▸ **Written request**
Show every line in the records below that contains the string "small".

Image point annotation entries
::::
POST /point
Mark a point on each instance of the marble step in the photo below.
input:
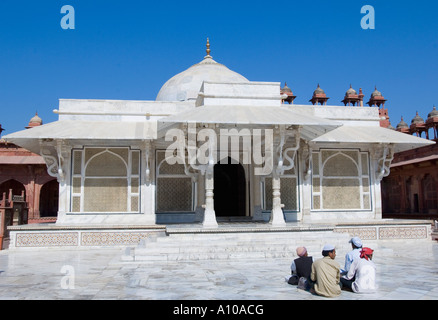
(239, 246)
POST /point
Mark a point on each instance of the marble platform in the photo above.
(53, 235)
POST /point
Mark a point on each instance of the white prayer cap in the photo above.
(328, 247)
(356, 241)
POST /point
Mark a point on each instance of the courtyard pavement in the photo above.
(405, 270)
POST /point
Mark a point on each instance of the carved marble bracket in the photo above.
(147, 155)
(384, 155)
(54, 153)
(284, 154)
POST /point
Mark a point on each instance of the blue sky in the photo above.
(129, 49)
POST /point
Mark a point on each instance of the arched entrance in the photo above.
(229, 190)
(17, 188)
(49, 199)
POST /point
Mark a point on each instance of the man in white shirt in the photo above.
(361, 278)
(356, 245)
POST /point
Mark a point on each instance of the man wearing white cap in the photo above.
(326, 273)
(356, 244)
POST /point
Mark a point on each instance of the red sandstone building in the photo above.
(411, 189)
(25, 174)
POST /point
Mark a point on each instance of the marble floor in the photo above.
(405, 270)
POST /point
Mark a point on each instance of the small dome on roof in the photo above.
(35, 121)
(186, 85)
(350, 91)
(318, 90)
(285, 88)
(402, 125)
(417, 119)
(376, 93)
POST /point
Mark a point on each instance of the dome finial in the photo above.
(208, 49)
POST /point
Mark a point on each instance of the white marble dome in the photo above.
(187, 84)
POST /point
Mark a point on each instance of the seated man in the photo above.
(326, 274)
(361, 278)
(356, 245)
(301, 267)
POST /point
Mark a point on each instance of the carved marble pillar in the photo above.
(209, 213)
(277, 217)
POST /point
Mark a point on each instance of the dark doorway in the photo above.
(49, 199)
(229, 190)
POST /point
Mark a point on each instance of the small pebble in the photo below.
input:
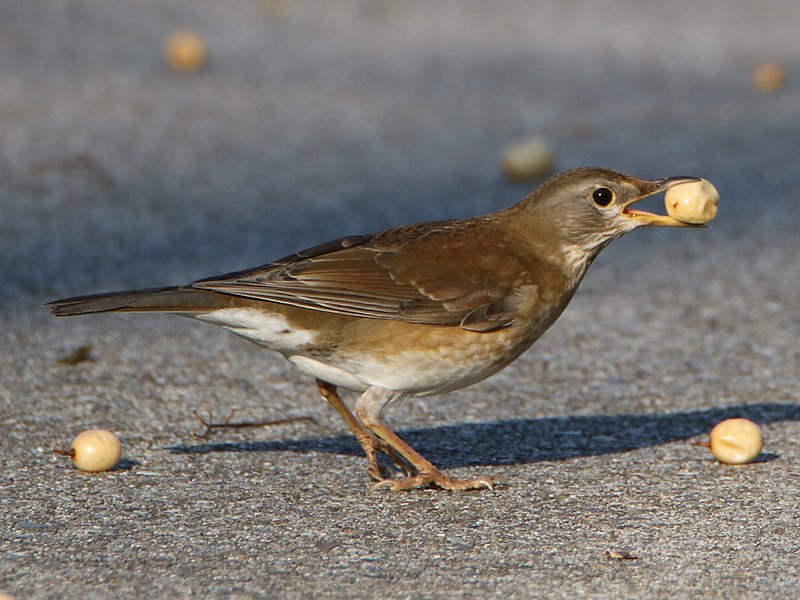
(528, 160)
(96, 450)
(769, 77)
(736, 441)
(186, 51)
(695, 203)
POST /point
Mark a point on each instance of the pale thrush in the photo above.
(417, 310)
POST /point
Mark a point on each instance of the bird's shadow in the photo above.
(519, 441)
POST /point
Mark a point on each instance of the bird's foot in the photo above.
(435, 479)
(372, 445)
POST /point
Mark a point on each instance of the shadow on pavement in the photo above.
(516, 441)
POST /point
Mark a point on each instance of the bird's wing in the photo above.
(436, 274)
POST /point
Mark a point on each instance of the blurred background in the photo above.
(302, 121)
(154, 142)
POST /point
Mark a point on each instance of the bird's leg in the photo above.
(367, 440)
(368, 408)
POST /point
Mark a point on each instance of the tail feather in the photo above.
(172, 299)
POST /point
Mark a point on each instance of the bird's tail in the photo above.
(186, 300)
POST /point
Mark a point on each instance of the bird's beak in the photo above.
(650, 188)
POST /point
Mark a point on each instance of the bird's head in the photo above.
(582, 210)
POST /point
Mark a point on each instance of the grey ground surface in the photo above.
(314, 120)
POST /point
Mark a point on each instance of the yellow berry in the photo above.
(96, 450)
(528, 160)
(186, 51)
(694, 202)
(769, 77)
(736, 441)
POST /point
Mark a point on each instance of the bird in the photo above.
(416, 310)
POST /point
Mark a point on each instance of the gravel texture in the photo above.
(314, 120)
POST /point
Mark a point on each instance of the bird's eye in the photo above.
::::
▸ **Written solution**
Mark a point on each instance of the small dome on roof in the photo above.
Mark a point on each instance of the small pebble in the photo below.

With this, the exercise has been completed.